* _TEXT EXCERPT_
——————
When the Torah mentions the names of the spies 1, everyone is referred to as “so-and-so ben (son of) so-and-so.” The only exception is Joshua, who is called Joshua “bin” Nun. Why bin and not ben?


Nachmanides (Rabbi Moshe ben Nachman, 1195–1270) points out this unusual vocalization, and suggests that the two words should be read together as “binnun.” 2 This name, rooted in the Hebrew word binah, means “the understanding one,” and was accorded to Joshua out of respect for his keen intellectual abilities.

Some other explanations that I found:

• The Torah tells us that Joshua was Moses’ student par excellence. “His attendant, Joshua bin Nun, a lad, would not depart from the tent [of study].” 3

We are taught that one’s students are considered as his children.4 Some use this idea to explain why Joshua was called bin Nun. He was Nun’s biological child, but he was, to a certain degree, the son of Moses as well. This “dual parentage” is hinted in the unusual way the Torah refers to his relationship with his biological father.
——————
Data entries
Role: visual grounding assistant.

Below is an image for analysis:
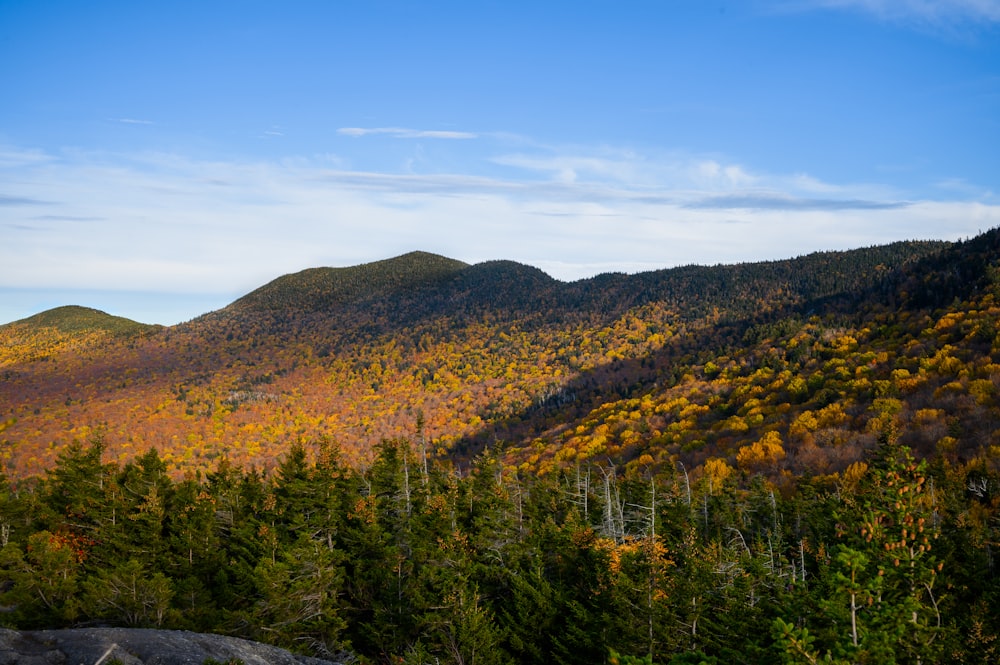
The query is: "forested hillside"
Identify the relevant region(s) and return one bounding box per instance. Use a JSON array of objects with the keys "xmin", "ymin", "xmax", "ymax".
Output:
[
  {"xmin": 0, "ymin": 243, "xmax": 946, "ymax": 477},
  {"xmin": 0, "ymin": 231, "xmax": 1000, "ymax": 665}
]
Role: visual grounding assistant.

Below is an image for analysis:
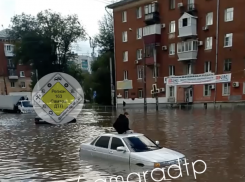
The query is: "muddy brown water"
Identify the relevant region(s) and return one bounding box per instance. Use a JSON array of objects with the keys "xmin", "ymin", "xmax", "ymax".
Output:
[{"xmin": 0, "ymin": 108, "xmax": 245, "ymax": 182}]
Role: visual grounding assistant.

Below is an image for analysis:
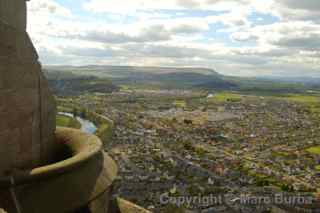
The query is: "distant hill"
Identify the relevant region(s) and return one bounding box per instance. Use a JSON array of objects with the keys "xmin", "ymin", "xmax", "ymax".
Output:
[
  {"xmin": 44, "ymin": 70, "xmax": 119, "ymax": 96},
  {"xmin": 44, "ymin": 65, "xmax": 320, "ymax": 95},
  {"xmin": 44, "ymin": 65, "xmax": 236, "ymax": 90}
]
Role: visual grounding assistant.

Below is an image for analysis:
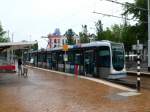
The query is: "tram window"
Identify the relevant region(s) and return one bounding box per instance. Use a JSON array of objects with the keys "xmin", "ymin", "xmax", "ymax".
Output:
[
  {"xmin": 75, "ymin": 54, "xmax": 81, "ymax": 64},
  {"xmin": 98, "ymin": 46, "xmax": 110, "ymax": 67}
]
——————
* _REQUIRED TASKS_
A: List every person named in the text on Joshua bin Nun.
B: Please continue the text on Joshua bin Nun from its last sentence.

* _TASK ANSWERS_
A: Joshua, Nun, Moses, and Nachmanides (Rabbi Moshe ben Nachman)

B:
Chatam Sofer (Rabbi Moses Sofer, 1762–1839) offers another homiletic explanation. According to the Midrash5, when G‑d changed Sarai’s name to Sarah6, the Hebrew letter yud, which was removed from the name (to be substituted with a hei), felt wronged. Why was it no longer part of the name of this holy woman? G‑d placated the letter by promising to make amends at a future date. This was accomplished when Moses added the letter yud to Joshua’s name (Yehoshua), which was originally Hoshea. 7

In its original state, when it was the final letter of Sarai’s name, the yud did not have a vowel—as is the case with most letters which come at the end of a Hebrew word or name. Now, in order to be the yud which begins the name Joshua, it would need the sheva vowel, which is comprised of two dots vertically aligned. These two dots were “borrowed” from the segol vowel which normally is beneath the word ben, which is three dots set up as a triangle. This leaves only one dot for the word ben. One dot is the chirik vowel, which changes the pronunciation to “bin.”